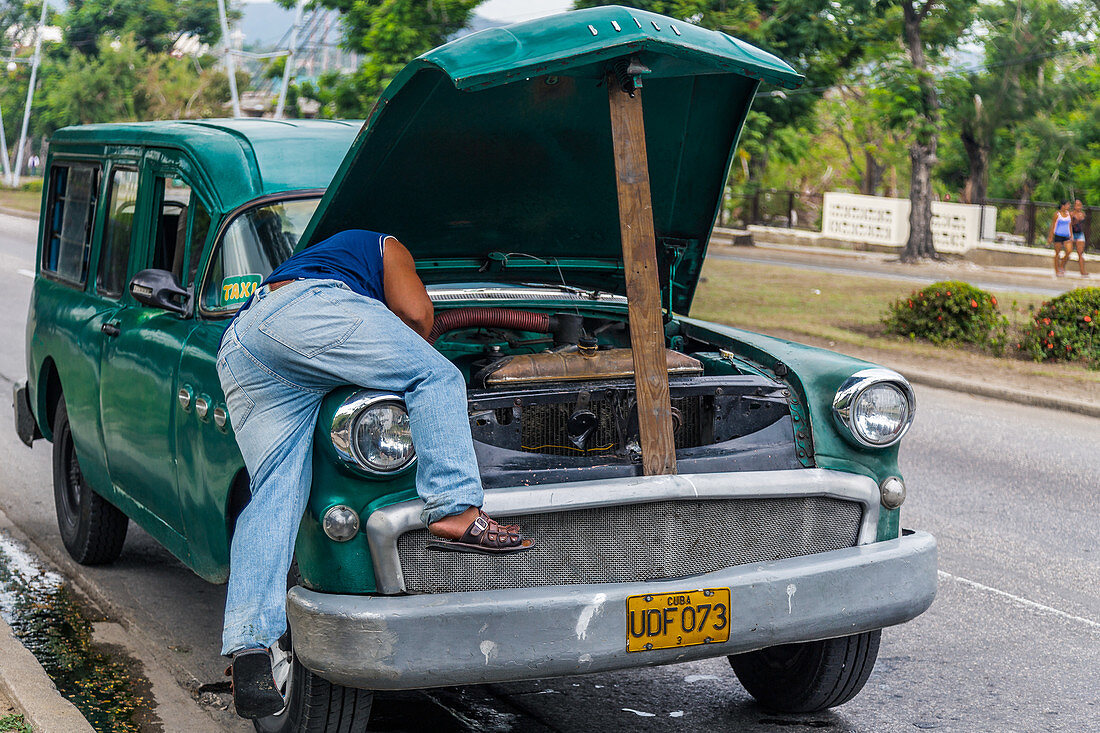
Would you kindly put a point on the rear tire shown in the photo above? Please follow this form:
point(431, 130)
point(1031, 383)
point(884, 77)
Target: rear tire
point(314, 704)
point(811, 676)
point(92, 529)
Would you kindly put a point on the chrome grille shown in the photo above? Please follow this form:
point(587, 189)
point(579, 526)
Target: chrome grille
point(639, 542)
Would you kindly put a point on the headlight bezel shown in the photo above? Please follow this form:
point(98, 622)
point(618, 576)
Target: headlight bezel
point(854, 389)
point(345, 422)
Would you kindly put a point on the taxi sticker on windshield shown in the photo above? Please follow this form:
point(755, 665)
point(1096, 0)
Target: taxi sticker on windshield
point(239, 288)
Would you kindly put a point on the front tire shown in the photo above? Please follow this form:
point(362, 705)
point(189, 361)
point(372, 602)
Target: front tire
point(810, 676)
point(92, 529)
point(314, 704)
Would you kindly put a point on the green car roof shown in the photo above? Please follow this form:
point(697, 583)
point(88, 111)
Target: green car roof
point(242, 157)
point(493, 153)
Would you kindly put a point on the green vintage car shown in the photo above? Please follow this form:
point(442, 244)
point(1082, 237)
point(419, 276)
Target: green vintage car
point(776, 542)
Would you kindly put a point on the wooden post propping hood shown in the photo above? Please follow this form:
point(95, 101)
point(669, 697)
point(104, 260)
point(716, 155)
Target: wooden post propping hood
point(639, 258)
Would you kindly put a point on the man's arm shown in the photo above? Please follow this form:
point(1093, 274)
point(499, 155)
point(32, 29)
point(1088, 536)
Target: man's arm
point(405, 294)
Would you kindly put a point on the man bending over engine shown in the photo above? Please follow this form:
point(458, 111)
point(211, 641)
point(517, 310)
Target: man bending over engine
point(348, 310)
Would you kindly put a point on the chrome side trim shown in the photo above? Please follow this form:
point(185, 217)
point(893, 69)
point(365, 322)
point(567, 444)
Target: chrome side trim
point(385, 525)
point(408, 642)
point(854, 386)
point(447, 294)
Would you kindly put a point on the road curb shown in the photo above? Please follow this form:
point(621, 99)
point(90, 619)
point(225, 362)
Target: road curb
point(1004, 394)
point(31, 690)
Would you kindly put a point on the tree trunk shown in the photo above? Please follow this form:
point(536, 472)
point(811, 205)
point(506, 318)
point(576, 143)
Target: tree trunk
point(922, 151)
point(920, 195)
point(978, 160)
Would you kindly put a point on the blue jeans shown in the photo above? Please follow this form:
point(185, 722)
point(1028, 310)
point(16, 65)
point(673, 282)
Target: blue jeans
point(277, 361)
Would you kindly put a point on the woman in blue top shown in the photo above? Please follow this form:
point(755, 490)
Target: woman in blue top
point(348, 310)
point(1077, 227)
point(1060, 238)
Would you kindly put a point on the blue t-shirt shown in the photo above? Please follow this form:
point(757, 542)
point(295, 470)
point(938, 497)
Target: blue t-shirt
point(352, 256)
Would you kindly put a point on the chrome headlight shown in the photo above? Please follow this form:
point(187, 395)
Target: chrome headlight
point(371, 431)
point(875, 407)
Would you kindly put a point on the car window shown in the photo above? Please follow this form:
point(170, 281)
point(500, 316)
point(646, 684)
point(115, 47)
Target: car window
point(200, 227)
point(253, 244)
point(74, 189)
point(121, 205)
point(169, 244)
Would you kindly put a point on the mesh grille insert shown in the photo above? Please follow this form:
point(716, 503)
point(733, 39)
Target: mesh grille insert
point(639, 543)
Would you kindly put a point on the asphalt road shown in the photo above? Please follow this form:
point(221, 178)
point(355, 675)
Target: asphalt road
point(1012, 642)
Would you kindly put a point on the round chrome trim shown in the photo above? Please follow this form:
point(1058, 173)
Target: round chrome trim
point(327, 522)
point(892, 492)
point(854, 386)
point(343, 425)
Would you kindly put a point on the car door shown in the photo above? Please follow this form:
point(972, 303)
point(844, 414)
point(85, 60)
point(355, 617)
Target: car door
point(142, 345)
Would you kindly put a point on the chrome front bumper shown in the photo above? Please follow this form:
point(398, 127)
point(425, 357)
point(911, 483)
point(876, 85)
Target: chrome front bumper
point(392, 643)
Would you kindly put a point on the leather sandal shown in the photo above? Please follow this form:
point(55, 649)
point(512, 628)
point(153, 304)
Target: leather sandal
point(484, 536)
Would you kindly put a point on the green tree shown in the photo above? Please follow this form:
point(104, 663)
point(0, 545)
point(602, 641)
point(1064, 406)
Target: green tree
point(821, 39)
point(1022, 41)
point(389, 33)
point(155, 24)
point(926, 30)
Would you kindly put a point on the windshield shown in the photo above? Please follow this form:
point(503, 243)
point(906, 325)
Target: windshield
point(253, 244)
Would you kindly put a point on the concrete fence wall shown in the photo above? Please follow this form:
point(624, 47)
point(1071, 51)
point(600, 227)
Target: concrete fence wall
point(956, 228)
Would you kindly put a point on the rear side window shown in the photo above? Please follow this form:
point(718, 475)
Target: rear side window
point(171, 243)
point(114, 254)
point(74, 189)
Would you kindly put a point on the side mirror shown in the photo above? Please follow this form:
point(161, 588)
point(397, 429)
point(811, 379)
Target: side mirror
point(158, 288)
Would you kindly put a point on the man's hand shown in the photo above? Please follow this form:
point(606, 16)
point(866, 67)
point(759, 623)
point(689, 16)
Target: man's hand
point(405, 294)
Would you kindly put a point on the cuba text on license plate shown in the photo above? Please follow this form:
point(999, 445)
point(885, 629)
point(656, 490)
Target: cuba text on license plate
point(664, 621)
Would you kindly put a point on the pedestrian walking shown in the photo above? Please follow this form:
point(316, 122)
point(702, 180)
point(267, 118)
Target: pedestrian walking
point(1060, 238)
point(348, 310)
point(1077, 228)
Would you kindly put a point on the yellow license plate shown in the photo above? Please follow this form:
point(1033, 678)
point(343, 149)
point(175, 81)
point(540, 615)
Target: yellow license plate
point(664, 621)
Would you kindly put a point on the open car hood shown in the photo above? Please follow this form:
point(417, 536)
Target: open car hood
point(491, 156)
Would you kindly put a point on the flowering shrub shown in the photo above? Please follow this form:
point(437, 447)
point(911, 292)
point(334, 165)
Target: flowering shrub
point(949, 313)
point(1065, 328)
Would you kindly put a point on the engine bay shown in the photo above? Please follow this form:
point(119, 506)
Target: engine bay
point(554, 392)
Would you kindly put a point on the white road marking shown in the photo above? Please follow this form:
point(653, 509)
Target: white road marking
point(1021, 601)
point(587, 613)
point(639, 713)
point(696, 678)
+++++
What the task asks —
Render every line of the material above as a JSON list of strings, one string per line, and skip any blank lines. Leave the pictures out.

The completed task —
[
  "Would you kindly put a point on the rear tire shown in the photo above? Please follow this form:",
  "point(431, 130)",
  "point(1031, 383)",
  "point(884, 77)",
  "Target: rear tire",
  "point(314, 704)",
  "point(811, 676)",
  "point(92, 529)",
  "Would you kindly put a point on the chrome grille shown in the photo above? Please follow this form:",
  "point(587, 189)",
  "point(579, 526)",
  "Target: chrome grille",
  "point(639, 542)",
  "Would you kindly put a point on the headlight bezel shown in the photo above? Please follow this form:",
  "point(98, 622)",
  "point(618, 576)",
  "Target: headlight bezel",
  "point(854, 389)",
  "point(345, 422)",
  "Would you kindly put a point on the taxi sticker on windshield shown in the photo above? Please follow this form:",
  "point(755, 665)",
  "point(1096, 0)",
  "Target: taxi sticker on windshield",
  "point(239, 288)",
  "Would you kindly put a point on the front tire shown in the photo above? Please follow this form:",
  "point(362, 705)",
  "point(189, 361)",
  "point(372, 602)",
  "Target: front tire",
  "point(810, 676)",
  "point(92, 529)",
  "point(314, 704)",
  "Would you kindly put a point on the green car roof shown in the photo above? Please follow this form:",
  "point(697, 583)",
  "point(88, 111)",
  "Target: green car roof",
  "point(242, 157)",
  "point(493, 153)",
  "Would you kindly put a point on the green vintage car shown in the photo above? Please follow this form:",
  "point(442, 244)",
  "point(1082, 237)",
  "point(419, 276)",
  "Target: green vintage car",
  "point(776, 542)",
  "Would you kindly put a point on the wooden post propping hood shown in the photo above? Please follow this form:",
  "point(95, 101)",
  "point(669, 697)",
  "point(104, 260)",
  "point(716, 155)",
  "Target: wooden post propping hood",
  "point(639, 258)",
  "Would you kindly put a point on the man's arm shown in the photo above? Please follow this form:",
  "point(1093, 274)",
  "point(499, 155)",
  "point(32, 29)",
  "point(1088, 536)",
  "Target: man's arm",
  "point(405, 294)",
  "Would you kindly put a point on the man bending over engine shown in the photo above? Please follow this form:",
  "point(458, 111)",
  "point(211, 641)",
  "point(517, 310)",
  "Target: man bending over engine",
  "point(348, 310)",
  "Would you kindly put a point on the chrome side trim shown in the photo above? Please follow this form:",
  "point(185, 217)",
  "point(893, 69)",
  "point(365, 322)",
  "point(567, 444)",
  "Target: chrome side trim",
  "point(385, 525)",
  "point(408, 642)",
  "point(854, 386)",
  "point(447, 294)",
  "Would you kindly put a point on the road curb shown in the photo above? Please follow this form:",
  "point(621, 99)",
  "point(90, 619)",
  "point(225, 362)",
  "Target: road curb",
  "point(1004, 394)",
  "point(31, 690)",
  "Would you kindly put a point on the tree trunk shown in the photo above? Please follow this form:",
  "point(536, 472)",
  "point(811, 205)",
  "point(506, 318)",
  "point(576, 143)",
  "Target: tree trunk",
  "point(922, 151)",
  "point(920, 195)",
  "point(978, 160)",
  "Would you kindly put a point on the blue jeans shown in the photo above? Please follow this form:",
  "point(185, 722)",
  "point(1028, 310)",
  "point(16, 65)",
  "point(673, 282)",
  "Target: blue jeans",
  "point(277, 361)",
  "Would you kindly put a point on the woman in blue top shown in the photo above? Please follow this form:",
  "point(755, 490)",
  "Target: woman in blue top",
  "point(348, 310)",
  "point(1077, 227)",
  "point(1060, 238)",
  "Would you kindly put a point on the blue t-shirt shown in the photo above? Please follow this form:",
  "point(757, 542)",
  "point(295, 470)",
  "point(938, 497)",
  "Target: blue t-shirt",
  "point(352, 256)",
  "Would you kindly put a point on the chrome headlight shown in the photo above? Please follow this form:",
  "point(187, 395)",
  "Target: chrome headlight",
  "point(371, 431)",
  "point(875, 407)",
  "Would you kindly put a point on the car window shown in the photo above? Please follow this form:",
  "point(170, 281)",
  "point(500, 316)",
  "point(646, 684)",
  "point(115, 47)",
  "Target: car window",
  "point(200, 227)",
  "point(253, 244)",
  "point(74, 189)",
  "point(121, 205)",
  "point(169, 244)",
  "Would you kindly put a point on the mesh grille insert shown in the photo above? Please follow this form:",
  "point(716, 503)",
  "point(733, 39)",
  "Target: mesh grille insert",
  "point(639, 543)",
  "Would you kindly put a point on the asphalt road shown in the photo above? Please follow this form:",
  "point(221, 178)",
  "point(355, 675)",
  "Target: asphalt road",
  "point(1012, 642)",
  "Would you kindly put a point on the round chrome trim shown in the photo above? Please follow this form:",
  "point(1058, 173)",
  "Target: round chrome trim",
  "point(327, 522)",
  "point(892, 492)",
  "point(854, 386)",
  "point(343, 425)",
  "Would you kindly put a point on the car door shown in the photo above? Please follow this form:",
  "point(972, 303)",
  "point(844, 414)",
  "point(85, 60)",
  "point(355, 617)",
  "Target: car door",
  "point(142, 345)",
  "Would you kindly put a point on the chrome front bumper shown in the photo above? Please follow this form:",
  "point(398, 127)",
  "point(425, 357)",
  "point(911, 483)",
  "point(876, 85)",
  "Target: chrome front bumper",
  "point(392, 643)",
  "Would you kindly put a point on the leather sandal shown in the photo above? Please follow this form:",
  "point(55, 649)",
  "point(512, 628)",
  "point(153, 304)",
  "Target: leather sandal",
  "point(484, 536)",
  "Would you kindly put a point on the green tree shown in the photo above? Please follow this form:",
  "point(104, 663)",
  "point(0, 545)",
  "point(602, 641)",
  "point(1064, 406)",
  "Target: green tree",
  "point(821, 39)",
  "point(1022, 41)",
  "point(389, 33)",
  "point(155, 24)",
  "point(926, 30)",
  "Would you kindly put a point on the windshield shown in the photo above? Please follow this form:",
  "point(503, 243)",
  "point(906, 325)",
  "Target: windshield",
  "point(253, 244)",
  "Would you kindly put a point on the concrete fence wall shown in the photo above? Please follow this form:",
  "point(624, 47)",
  "point(1071, 51)",
  "point(600, 227)",
  "Target: concrete fence wall",
  "point(956, 228)",
  "Would you kindly put a point on the rear side window shown in the photo above? Please follow this form:",
  "point(718, 475)",
  "Target: rear side window",
  "point(171, 243)",
  "point(114, 254)",
  "point(74, 189)",
  "Would you kindly put a point on the side mirror shown in the photo above? Please follow this form:",
  "point(161, 588)",
  "point(397, 429)",
  "point(811, 379)",
  "Target: side mirror",
  "point(158, 288)",
  "Would you kindly put a point on the man's hand shown in the photo above? Please follow this form:",
  "point(606, 16)",
  "point(866, 67)",
  "point(759, 623)",
  "point(689, 16)",
  "Target: man's hand",
  "point(405, 294)",
  "Would you kindly put a point on the cuba text on license plate shown in the photo above? Please follow this form:",
  "point(999, 445)",
  "point(885, 629)",
  "point(656, 490)",
  "Target: cuba text on license plate",
  "point(664, 621)",
  "Would you kindly put a point on the pedestrian walking shown in the photo above? Please follow this form:",
  "point(316, 122)",
  "point(702, 180)",
  "point(267, 118)",
  "Target: pedestrian walking",
  "point(1060, 238)",
  "point(348, 310)",
  "point(1077, 228)",
  "Would you kindly put a point on the yellow license plate shown in the photo above? Please follow this form:",
  "point(1033, 678)",
  "point(343, 149)",
  "point(175, 81)",
  "point(540, 615)",
  "Target: yellow license plate",
  "point(664, 621)",
  "Would you kindly put a point on the open car hood shown in the photo above? Please follow this form:",
  "point(417, 536)",
  "Target: open car hood",
  "point(491, 156)",
  "Would you kindly put a point on the flowering shrub shown in the photo above? Please follow this form:",
  "point(437, 447)",
  "point(911, 292)",
  "point(334, 165)",
  "Target: flowering shrub",
  "point(949, 313)",
  "point(1065, 328)",
  "Would you kindly put a point on the engine bay shown in the photo above? Please follow this form:",
  "point(119, 506)",
  "Target: engine bay",
  "point(554, 392)",
  "Would you kindly put a point on the white road marking shown in the photo above? Please follow this form:",
  "point(653, 509)",
  "Target: white road marking",
  "point(1021, 601)",
  "point(587, 613)",
  "point(639, 713)",
  "point(696, 678)"
]